::: Texte source
« Je suis un corps qui pense en France »
Oui, bien sûr, il faut tout le talent des gens sans talent qui gouvernent actuellement la bienpensance pour penser et affirmer le contraire ! L’école qui forme des illettrés, l’enseignement qui ne parvient plus à recruter assez de professeurs, la gauche qui milite pour la vente d’enfants sous prétexte d’égalité des droits, le socialisme au pouvoir qui déborde l’opposition sur sa droite, la mise au pilori de ceux qui annoncent ce qui va avoir lieu et qui sont rendus responsables de ce qui advient, pour ne prendre que quelques exemples récents : tout cela montre que nous progressons vers l’effacement de ce qui fut. Ce qui fut ? Une école qui croyait au mérite républicain et sélectionnait ainsi ses élites, des élites qui sont aujourd’hui promues par le piston, le copinage et l’inégalité tribale ; des concours qui sélectionnaient les meilleurs enseignants ; la gauche qui prenait le parti des faibles – et qu’y a-t-il de plus faible qu’un enfant ? La même gauche qui célèbre les patrons et condamne la classe ouvrière à la mort sociale – ou à Marine Le Pen ; le respect de l’intellectuel – qu’on se souvienne de De Gaulle avec Sartre : tout cela fait partie d’un monde aboli. Cette abolition n’est suivie d’aucun remplacement. C’est ce qui définit le nihilisme, le maître mot de notre époque.
Michel Onfray :
Vous définissez-vous comme français ?
Bien sûr que oui ! J’aurais du mal à nier être ce que je suis ! Mais je sais que nombreux sont ceux pour qui le réel a moins d’importance que leurs fictions. Je parle français, je vis en France, j’aime la France et je suis accessoirement né en France. Quiconque aime la France, y vit et parle sa langue est français. Vouloir l’être suffit pour l’être. Encore faut-il le vouloir. Pas besoin d’exciper d’un arbre généalogique avec de longues racines… Etre français, c’est une volonté, pas une hématologie.
::::::
Votre objectif:
Recopiez mot pour mot le passage du texte source qui va de « Bien sûr que » jusqu'à « pas une hématologie. ».
::: Matériel extrait
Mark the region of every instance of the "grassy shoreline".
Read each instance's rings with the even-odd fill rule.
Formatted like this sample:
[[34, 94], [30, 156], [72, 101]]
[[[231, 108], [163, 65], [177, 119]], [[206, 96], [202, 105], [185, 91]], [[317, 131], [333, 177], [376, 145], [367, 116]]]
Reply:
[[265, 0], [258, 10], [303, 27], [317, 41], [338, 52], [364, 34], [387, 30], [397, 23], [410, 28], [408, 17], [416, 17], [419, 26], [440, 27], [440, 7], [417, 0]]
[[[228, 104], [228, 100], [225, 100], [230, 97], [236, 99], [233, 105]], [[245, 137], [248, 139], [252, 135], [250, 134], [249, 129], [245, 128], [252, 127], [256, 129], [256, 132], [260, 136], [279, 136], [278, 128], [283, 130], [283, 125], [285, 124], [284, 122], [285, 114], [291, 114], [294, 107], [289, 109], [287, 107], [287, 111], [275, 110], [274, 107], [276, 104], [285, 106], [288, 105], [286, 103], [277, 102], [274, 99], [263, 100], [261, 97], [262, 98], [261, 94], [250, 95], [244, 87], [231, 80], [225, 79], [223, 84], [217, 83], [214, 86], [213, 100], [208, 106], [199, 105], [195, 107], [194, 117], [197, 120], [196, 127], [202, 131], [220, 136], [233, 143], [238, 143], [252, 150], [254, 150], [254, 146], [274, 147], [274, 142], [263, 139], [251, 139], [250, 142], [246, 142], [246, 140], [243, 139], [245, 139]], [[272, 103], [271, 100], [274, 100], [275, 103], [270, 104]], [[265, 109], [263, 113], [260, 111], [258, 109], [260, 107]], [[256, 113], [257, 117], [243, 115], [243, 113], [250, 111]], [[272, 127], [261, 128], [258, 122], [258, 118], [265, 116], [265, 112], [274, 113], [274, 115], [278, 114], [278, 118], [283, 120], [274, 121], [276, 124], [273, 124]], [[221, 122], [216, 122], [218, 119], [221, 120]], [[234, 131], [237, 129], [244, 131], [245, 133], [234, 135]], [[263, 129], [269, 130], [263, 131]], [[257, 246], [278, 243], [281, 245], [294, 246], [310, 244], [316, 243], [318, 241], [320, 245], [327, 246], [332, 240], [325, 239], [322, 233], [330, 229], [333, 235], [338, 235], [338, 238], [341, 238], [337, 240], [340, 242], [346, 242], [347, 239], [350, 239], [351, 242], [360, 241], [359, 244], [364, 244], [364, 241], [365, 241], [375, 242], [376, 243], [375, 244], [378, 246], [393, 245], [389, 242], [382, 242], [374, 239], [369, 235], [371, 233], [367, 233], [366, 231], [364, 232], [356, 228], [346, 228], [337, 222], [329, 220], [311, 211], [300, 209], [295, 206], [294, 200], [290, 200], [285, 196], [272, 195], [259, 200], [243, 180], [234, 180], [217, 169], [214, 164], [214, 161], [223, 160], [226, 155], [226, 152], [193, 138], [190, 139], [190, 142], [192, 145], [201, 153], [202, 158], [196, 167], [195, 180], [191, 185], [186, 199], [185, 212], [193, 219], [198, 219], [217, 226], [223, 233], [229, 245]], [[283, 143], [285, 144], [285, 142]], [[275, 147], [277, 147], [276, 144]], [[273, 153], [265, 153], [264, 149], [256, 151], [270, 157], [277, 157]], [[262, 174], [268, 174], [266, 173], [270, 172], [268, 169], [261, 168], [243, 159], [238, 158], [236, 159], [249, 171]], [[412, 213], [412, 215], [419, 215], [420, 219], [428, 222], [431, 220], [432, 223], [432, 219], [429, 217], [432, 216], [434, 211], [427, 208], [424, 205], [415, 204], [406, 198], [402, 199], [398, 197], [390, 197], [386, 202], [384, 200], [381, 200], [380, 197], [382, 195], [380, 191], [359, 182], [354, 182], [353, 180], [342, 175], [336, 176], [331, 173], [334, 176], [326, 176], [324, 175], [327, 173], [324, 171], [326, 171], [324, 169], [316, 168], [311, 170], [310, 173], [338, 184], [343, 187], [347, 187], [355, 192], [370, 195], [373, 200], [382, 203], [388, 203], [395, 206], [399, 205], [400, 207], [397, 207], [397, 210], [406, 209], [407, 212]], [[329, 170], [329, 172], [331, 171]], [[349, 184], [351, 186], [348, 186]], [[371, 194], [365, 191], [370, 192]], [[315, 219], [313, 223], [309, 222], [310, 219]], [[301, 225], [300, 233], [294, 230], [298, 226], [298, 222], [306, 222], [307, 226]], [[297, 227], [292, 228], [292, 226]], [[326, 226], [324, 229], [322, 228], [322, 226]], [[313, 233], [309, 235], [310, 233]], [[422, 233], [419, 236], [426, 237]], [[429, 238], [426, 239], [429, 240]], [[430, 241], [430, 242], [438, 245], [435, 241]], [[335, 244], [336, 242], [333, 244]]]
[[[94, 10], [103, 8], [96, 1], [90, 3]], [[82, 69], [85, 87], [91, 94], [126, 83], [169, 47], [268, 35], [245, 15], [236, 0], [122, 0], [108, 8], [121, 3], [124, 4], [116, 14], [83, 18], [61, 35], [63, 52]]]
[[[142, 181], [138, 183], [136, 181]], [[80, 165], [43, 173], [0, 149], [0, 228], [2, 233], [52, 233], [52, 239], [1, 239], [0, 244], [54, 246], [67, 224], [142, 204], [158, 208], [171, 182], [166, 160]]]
::::::
Solution proposée:
Bien sûr que oui ! J’aurais du mal à nier être ce que je suis ! Mais je sais que nombreux sont ceux pour qui le réel a moins d’importance que leurs fictions. Je parle français, je vis en France, j’aime la France et je suis accessoirement né en France. Quiconque aime la France, y vit et parle sa langue est français. Vouloir l’être suffit pour l’être. Encore faut-il le vouloir. Pas besoin d’exciper d’un arbre généalogique avec de longues racines… Etre français, c’est une volonté, pas une hématologie.